• Problem: The passage below about Ukrainian tech founders during the war names several cities and towns in Ukraine. List each one.

• Quoted passage:
Many of those who stayed in Ukraine have still been uprooted. Yaroslav Azhnyuk, 33, co-founder of Petcube, which makes cameras and software that can connect owners to their pets remotely, relocated from Kyiv to Lviv after an 18-hour drive along back roads. He describes one female employee enduring a “ride of terror” from Kherson, stripped naked by Russian soldiers “searching for Ukrainian tattoos”. He says another from Bucha walked on “heaps of dead bodies” during her escape.

Such grim stories are inspiring businesses to raise money for the war effort. “You feel the adrenaline and importance of the situation, and it keeps all of us motivated,” says Azhnyuk, whose 100 staff in Ukraine, China and the US are better placed, he believes, brandishing keyboards rather than AK-47s. “In my companies and across the board, there is not a single organisation that is not working hard for the war effort.”

Azhnyuk’s staff have joined the 300,000-strong IT army, taking daily directions from Ukraine’s ministry of information about which Russian government entities to take down through cyber attacks. Targets include airfields, military transport and refuelling facilities, and payment systems.

Yaroslav Azhnyuk
Tech entrepreneur Yaroslav Azhnyuk’s staff have joined Ukraine’s 300,000-strong ‘IT army’ © Kasia Strek

“Our whole workforce is doing whatever they can to beat the Russians,” says Azhnyuk, whose exhausting working days have replaced his carefree prewar existence, when evenings were spent playing board games with family and going to his favourite club to indulge his passion for jazz dancing. “I don’t feel like dancing these days,” he says. “But we will all be organising a big party once Putin has gone.”

Other start-up entrepreneurs, like Azhnyuk’s old friend Yurij Riphyak, 37-year-old co-founder of the YouTeam marketplace for engineers, are living much further away, wracked by what they call “survivor’s guilt”. “Anything we do pales in comparison with people on the front lines in eastern Ukraine, risking their lives to save their country,” says Riphyak, who settled in California with his family four years ago. “But the biggest return on investment is if you make money and donate it to Ukraine or support the country through your business, although the rational and emotional are often in conflict.”

Riphyak’s 34 staff, 21 of whom remain in Ukraine, split their time 50/50 between business and supporting Ukraine. YouTeam has around 200 Ukraine-based software engineers on contract to clients, including 40-50 taken on since tensions started rising six months ago. “This means we are sending half a million dollars each month to Ukrainian workers, which is hugely beneficial for the country,” he says. He also donates 50 per cent of profits each month to Ukrainian causes, concentrating on relieving “hotspots” under long-term siege by Russian forces.

• Record extracts:
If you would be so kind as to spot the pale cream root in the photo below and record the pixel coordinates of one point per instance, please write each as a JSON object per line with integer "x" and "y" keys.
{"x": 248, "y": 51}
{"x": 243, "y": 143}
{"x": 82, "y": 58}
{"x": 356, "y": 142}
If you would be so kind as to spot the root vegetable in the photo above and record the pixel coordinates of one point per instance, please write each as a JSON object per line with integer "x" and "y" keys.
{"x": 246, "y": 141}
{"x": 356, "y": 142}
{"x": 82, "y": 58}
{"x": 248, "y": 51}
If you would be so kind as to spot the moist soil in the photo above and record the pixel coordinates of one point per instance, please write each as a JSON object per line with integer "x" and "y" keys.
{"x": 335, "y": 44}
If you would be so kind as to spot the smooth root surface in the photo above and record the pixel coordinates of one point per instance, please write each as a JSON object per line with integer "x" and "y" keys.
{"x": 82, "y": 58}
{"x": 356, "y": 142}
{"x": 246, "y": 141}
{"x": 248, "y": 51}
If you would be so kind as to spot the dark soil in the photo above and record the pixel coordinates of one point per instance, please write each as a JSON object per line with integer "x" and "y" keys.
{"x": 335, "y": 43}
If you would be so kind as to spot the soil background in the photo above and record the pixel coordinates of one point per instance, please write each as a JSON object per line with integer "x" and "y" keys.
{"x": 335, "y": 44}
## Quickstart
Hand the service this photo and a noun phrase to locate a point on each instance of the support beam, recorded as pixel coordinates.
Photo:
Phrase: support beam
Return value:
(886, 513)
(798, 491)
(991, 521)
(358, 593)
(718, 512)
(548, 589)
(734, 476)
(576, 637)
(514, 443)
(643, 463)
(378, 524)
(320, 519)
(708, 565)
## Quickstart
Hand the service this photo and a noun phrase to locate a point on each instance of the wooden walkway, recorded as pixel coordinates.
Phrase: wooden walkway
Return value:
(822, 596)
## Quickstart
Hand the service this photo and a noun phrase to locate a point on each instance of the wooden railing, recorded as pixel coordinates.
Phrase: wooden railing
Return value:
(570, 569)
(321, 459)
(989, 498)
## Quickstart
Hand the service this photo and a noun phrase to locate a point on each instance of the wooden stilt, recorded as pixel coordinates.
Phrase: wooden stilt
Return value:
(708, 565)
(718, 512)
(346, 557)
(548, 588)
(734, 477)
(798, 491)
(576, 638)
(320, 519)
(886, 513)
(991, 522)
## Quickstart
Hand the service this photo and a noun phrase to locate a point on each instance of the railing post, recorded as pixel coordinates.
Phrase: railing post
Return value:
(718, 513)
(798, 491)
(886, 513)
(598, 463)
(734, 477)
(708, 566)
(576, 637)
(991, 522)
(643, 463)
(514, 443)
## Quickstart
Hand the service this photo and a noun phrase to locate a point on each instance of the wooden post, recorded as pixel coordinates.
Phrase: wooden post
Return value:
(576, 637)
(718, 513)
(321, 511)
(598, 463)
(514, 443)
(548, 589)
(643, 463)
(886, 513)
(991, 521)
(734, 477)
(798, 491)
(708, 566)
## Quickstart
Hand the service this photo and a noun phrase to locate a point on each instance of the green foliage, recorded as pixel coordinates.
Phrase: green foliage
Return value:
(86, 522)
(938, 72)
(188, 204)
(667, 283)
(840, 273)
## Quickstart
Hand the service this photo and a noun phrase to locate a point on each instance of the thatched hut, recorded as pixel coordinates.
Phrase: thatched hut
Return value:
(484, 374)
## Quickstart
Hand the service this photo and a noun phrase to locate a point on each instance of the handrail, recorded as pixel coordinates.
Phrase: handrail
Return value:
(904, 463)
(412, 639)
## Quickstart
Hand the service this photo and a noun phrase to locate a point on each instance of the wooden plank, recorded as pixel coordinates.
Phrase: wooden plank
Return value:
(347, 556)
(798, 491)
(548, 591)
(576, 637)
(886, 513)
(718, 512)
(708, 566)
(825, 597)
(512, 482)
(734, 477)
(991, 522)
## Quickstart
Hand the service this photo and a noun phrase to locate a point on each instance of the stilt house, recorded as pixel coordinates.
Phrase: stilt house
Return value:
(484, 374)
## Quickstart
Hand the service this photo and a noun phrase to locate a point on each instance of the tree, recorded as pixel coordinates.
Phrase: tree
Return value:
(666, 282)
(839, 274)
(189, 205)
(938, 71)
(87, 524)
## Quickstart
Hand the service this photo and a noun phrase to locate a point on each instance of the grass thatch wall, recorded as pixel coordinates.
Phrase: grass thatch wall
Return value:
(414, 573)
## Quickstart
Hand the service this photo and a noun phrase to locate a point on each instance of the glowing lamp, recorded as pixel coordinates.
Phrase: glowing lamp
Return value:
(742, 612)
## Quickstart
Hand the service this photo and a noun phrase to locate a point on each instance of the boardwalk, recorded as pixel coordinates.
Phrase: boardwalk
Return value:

• Finished exercise: Kyiv, Lviv, Kherson, Bucha